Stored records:
########

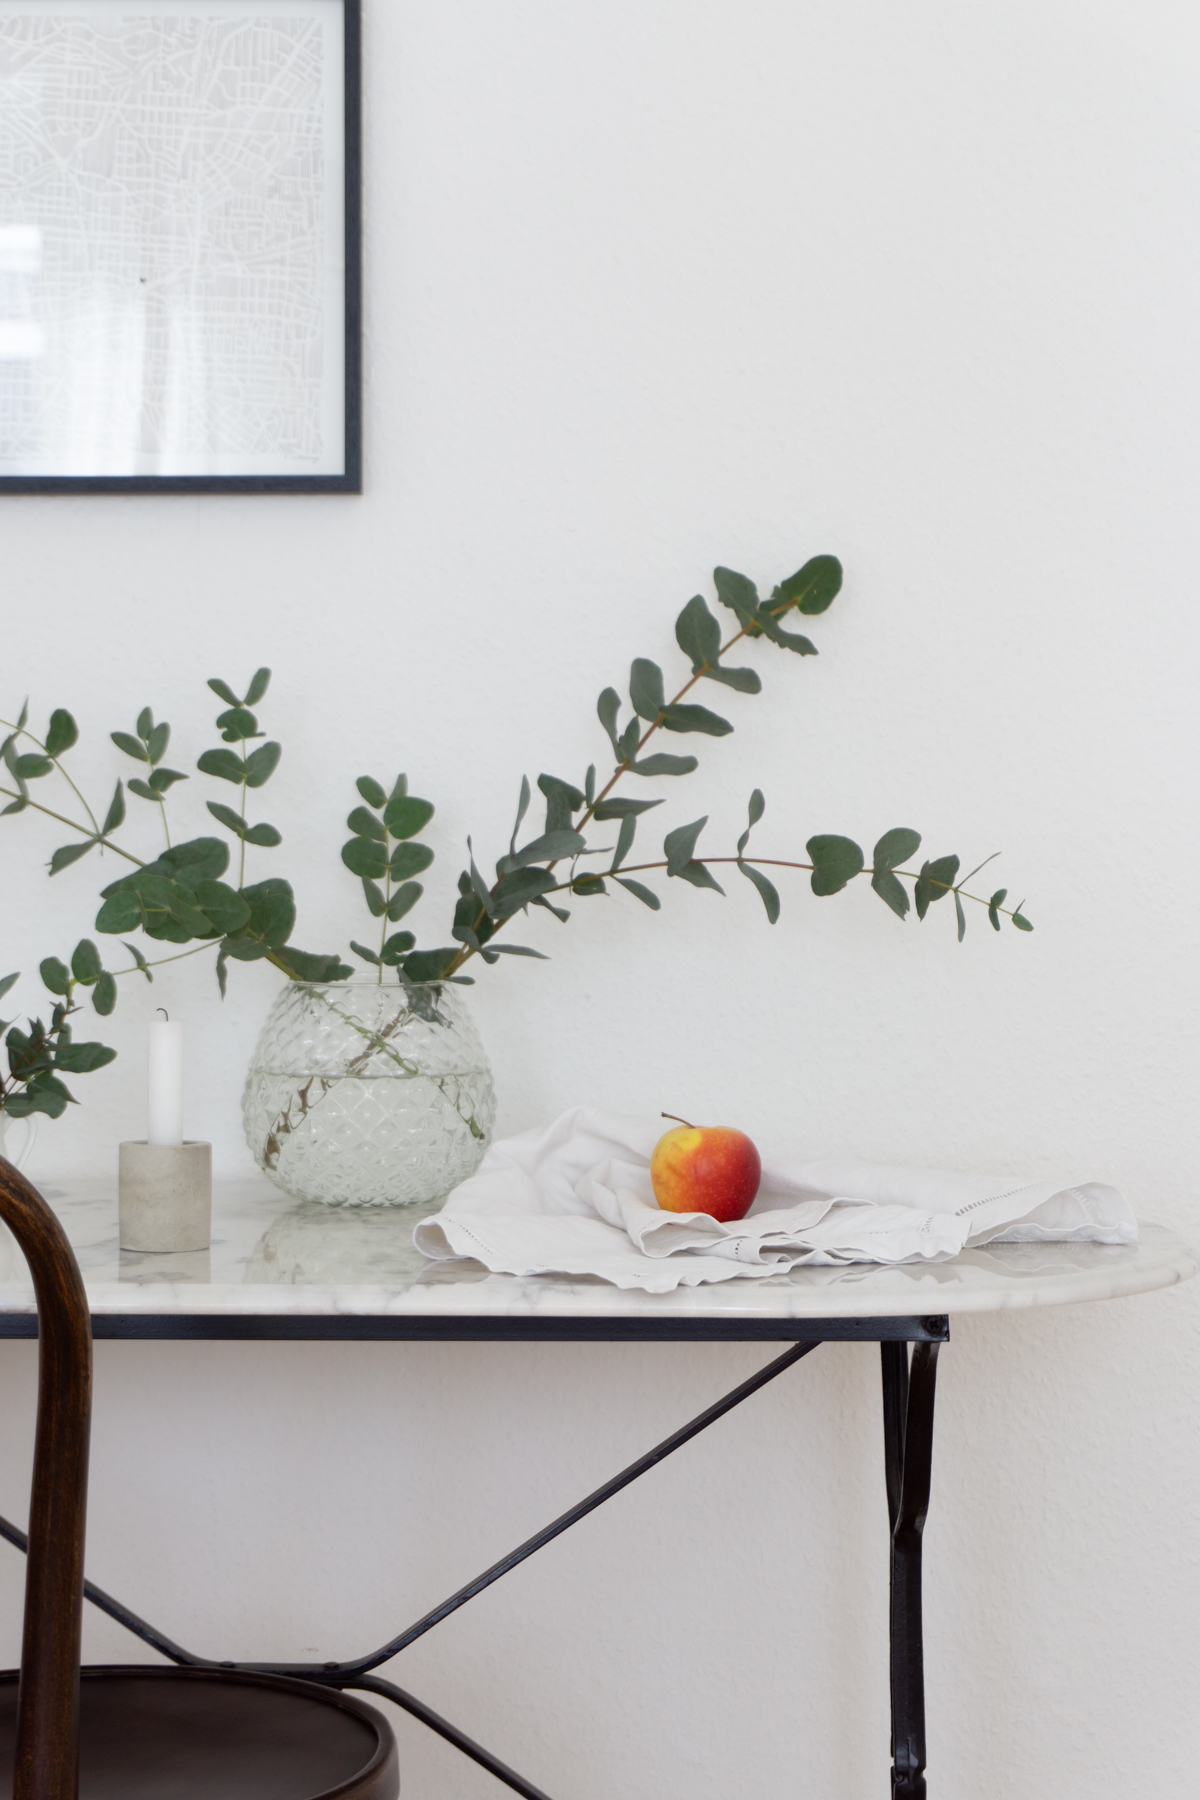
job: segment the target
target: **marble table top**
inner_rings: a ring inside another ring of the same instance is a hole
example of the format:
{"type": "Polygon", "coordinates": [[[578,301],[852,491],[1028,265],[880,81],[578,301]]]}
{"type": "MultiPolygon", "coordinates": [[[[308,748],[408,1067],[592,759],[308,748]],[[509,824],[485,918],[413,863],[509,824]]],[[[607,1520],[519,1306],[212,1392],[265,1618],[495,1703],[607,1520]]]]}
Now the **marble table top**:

########

Task to carry out:
Count the lines of the entries above in which the string "type" appears. Supply the number only.

Expected output:
2